◆ DIRECTIONS:
1. In the passage on eye make-up and sight loss, set down the part between "You see, eye" and "tinted to perfection.", inclusive.
2. Answer these questions from the passage on eye make-up and sight loss.
(a) What condition was the writer born with?
(b) How old does the writer say they are now?
(c) Besides tutorials and determination, what support helped the writer learn to apply eye make-up?

[start TEXT TO READ]

We asked fashion and beauty blogger Emily Davison to talk to us about how make-up has helped her to love her eyes since losing her sight...
As a teenager one of my biggest thrills was on that blissful Friday afternoon when I would go out with my friends and hit the shops in search of the newest make-up to grace the make-up counters on the high street. No shop would be left unturned and by the end of my shopping session you could be sure to see me clutching a bag full of new lip colours, shimmer powders and eye shadows.
You see, eye make-up has always taken a significant space in my make-up routine, from applying seasonal colours to my eye lids, to adding a cat eye flick of liner and a touch of mascara to extend the lashes to their longest length. I always enjoyed the thrill of defining and amplifying my eyes to the full. And to this day that thrill has never faded. Now at the age of 20 I enjoy nothing more than splurging on the latest eye palette or having my eyebrows threaded and tinted to perfection.
But of course there is a profound reason for this, which is not just for the sheer fact that I love eye makeup. For me, eye make-up has always been a sense of empowerment and liberation that I would use to improve my mental attitude towards life.
I was born with a condition known as Septo Optic Dysplasia, which means that I am completely blind in one eye with severely restricted vision in the other. It has always been a part of me and over the years it has been something I have come to understand and accept. But this was not always the case.
From a very young age I have memories of my sight loss, of not measuring up to my peers and the years of large print books, eye charts and magnifying glasses only heightened my awareness of my eyes lacking in some way. As I grew into my teenage years this morphed into paranoia and I began to look for a way that I could change this focus on my eyes from a negative to a positive.
So, with the help of tutorials, a little encouragement from my supportive mother and some grim determination I began to learn the tricks of the trade when applying eye make-up and how it could give me a sense of control over my eyes that I have never had before.

[end TEXT TO READ]
[start RAW DATA]

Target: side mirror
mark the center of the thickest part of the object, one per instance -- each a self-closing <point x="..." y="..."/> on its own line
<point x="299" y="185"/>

[end RAW DATA]

◆ RESULTS IN ORDER:
1.
You see, eye make-up has always taken a significant space in my make-up routine, from applying seasonal colours to my eye lids, to adding a cat eye flick of liner and a touch of mascara to extend the lashes to their longest length. I always enjoyed the thrill of defining and amplifying my eyes to the full. And to this day that thrill has never faded. Now at the age of 20 I enjoy nothing more than splurging on the latest eye palette or having my eyebrows threaded and tinted to perfection.

2.
(a) Septo Optic Dysplasia
(b) 20
(c) A little encouragement from the writer's supportive mother